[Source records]

##############################

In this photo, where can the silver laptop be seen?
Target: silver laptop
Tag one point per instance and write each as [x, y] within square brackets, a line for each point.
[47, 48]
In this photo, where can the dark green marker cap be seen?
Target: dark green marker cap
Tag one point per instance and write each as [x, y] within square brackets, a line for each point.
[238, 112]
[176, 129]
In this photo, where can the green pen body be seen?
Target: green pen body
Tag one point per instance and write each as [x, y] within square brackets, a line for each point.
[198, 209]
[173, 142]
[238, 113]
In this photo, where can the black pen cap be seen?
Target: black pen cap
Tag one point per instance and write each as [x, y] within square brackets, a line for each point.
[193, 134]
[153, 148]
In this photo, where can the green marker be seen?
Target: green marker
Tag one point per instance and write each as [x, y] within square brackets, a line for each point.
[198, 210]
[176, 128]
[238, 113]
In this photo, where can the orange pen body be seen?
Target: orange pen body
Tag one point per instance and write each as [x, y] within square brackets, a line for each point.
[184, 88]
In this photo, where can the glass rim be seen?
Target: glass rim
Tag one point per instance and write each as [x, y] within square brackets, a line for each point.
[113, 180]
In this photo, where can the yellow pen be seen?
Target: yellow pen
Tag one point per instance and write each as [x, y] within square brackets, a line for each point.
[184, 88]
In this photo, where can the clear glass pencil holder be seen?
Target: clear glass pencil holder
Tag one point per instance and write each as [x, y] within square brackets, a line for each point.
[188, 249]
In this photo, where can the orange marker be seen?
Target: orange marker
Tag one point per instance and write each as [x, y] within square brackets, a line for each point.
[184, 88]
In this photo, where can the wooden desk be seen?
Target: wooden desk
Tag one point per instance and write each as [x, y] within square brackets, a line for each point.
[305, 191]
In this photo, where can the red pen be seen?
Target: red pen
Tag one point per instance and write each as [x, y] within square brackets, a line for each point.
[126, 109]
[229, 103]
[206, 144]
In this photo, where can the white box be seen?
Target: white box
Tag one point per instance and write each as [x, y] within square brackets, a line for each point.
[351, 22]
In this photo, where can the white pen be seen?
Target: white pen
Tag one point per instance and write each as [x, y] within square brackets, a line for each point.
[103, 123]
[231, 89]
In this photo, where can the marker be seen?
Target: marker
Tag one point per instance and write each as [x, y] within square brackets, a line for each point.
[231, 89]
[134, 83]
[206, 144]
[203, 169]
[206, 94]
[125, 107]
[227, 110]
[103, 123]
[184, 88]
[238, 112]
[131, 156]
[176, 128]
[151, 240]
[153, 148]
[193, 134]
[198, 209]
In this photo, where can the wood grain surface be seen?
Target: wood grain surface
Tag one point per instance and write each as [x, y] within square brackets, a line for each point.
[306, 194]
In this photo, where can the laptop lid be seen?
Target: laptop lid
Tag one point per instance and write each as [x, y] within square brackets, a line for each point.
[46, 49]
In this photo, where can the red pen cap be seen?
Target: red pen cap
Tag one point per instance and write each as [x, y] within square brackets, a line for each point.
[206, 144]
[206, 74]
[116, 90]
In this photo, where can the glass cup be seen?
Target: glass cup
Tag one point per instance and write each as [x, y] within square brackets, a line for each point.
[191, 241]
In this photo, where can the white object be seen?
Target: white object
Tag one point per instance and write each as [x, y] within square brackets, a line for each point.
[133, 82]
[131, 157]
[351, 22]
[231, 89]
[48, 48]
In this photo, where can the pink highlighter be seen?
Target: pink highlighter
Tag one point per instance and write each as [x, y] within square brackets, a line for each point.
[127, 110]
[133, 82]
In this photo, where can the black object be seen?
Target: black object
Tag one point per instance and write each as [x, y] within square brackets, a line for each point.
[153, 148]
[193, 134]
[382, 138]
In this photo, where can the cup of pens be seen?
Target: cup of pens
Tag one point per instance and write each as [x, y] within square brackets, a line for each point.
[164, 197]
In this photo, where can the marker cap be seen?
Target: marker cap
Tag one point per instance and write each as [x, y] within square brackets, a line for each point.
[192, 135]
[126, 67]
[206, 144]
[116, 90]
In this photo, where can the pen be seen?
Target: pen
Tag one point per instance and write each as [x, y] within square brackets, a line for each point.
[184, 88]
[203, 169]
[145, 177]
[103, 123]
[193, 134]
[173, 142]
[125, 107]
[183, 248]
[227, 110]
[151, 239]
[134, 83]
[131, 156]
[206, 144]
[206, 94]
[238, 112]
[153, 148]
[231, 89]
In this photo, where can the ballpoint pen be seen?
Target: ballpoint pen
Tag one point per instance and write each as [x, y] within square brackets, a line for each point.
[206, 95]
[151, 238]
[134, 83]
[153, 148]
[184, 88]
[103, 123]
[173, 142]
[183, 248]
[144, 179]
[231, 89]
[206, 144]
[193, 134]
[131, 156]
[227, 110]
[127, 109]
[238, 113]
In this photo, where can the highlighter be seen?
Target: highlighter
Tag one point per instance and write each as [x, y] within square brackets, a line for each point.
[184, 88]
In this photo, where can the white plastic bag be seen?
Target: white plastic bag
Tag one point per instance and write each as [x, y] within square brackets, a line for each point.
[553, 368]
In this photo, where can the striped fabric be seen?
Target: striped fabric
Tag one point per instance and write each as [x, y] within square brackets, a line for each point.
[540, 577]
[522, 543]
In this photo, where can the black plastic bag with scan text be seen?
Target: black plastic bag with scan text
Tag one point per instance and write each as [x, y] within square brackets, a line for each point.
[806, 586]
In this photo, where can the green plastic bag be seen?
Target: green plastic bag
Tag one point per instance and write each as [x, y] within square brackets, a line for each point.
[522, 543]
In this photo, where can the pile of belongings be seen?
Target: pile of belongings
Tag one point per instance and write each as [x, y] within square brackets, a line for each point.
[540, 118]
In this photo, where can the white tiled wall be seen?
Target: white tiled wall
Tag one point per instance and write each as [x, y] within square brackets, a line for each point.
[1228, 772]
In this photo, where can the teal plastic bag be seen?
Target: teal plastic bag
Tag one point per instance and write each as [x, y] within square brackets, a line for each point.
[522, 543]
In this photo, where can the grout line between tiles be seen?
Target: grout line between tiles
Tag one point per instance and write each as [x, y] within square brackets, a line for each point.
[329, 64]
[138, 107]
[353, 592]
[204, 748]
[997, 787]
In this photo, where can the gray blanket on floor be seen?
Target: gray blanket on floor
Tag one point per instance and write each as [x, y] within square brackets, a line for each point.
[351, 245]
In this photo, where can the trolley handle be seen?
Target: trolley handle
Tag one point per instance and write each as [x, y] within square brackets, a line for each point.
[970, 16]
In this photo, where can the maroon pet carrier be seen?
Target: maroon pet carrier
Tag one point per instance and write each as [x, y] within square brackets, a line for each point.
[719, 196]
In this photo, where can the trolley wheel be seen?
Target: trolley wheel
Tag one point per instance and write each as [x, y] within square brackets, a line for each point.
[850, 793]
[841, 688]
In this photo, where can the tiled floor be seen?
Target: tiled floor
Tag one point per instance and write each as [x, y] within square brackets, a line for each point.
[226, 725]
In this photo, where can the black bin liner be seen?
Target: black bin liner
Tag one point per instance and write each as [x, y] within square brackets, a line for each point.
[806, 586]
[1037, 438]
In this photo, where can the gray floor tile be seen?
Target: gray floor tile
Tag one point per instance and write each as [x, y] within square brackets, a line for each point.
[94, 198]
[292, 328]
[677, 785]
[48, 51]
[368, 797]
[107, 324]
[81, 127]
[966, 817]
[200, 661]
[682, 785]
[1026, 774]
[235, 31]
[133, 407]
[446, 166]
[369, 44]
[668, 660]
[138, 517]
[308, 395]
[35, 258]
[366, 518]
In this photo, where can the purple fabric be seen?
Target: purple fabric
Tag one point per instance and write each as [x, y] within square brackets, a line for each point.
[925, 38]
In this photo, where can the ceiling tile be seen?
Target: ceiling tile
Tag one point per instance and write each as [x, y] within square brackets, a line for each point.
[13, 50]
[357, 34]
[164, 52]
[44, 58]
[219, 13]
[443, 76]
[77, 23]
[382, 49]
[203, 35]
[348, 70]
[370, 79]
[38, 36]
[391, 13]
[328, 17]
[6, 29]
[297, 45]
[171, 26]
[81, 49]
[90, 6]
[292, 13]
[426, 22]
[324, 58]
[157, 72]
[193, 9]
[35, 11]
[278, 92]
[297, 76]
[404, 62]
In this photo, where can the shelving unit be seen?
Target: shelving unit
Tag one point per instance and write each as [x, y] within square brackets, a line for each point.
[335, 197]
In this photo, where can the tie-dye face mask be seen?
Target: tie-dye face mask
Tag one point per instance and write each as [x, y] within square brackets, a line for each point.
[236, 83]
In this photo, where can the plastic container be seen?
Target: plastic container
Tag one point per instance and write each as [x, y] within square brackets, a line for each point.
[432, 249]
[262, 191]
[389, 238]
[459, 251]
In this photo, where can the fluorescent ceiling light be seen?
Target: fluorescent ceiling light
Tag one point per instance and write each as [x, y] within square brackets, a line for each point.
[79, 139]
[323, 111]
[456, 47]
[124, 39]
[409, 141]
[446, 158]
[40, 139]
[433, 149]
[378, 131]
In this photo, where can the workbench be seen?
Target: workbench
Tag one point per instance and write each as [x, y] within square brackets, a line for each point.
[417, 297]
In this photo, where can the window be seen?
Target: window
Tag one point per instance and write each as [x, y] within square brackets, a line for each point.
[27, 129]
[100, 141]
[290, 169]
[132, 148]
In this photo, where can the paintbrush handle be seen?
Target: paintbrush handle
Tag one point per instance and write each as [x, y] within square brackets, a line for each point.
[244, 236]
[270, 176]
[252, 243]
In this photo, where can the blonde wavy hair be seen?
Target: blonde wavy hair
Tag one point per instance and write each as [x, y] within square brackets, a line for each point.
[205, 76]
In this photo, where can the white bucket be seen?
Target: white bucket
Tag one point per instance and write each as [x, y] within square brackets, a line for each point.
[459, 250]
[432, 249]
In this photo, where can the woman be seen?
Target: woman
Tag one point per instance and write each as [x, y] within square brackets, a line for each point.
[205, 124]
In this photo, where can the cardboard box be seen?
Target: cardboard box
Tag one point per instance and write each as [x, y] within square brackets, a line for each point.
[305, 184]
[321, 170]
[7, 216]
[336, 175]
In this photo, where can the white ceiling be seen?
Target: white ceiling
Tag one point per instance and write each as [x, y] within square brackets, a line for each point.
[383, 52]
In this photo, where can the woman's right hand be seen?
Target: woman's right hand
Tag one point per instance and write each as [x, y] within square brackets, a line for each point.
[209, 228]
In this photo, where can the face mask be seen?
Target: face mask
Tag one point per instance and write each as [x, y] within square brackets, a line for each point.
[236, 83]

##############################

### Challenge
Exactly and only the lines from the line containing "In this photo, where can the white ceiling" through the last line of the entries should be copied, both ends included.

### Response
In this photo, where can the white ceiling be seen?
Target: white ceiling
Tag one point per instance and write each as [x, y] within square brackets, a line for each point.
[383, 52]
In this photo, where can the woman's right hand be seen?
Target: woman's right hand
Tag one point per instance and write each as [x, y] within square brackets, a line for each point.
[209, 228]
In this photo, where can the face mask be seen?
Target: face mask
Tag one point per instance and write each as [x, y] within square brackets, a line for each point.
[236, 83]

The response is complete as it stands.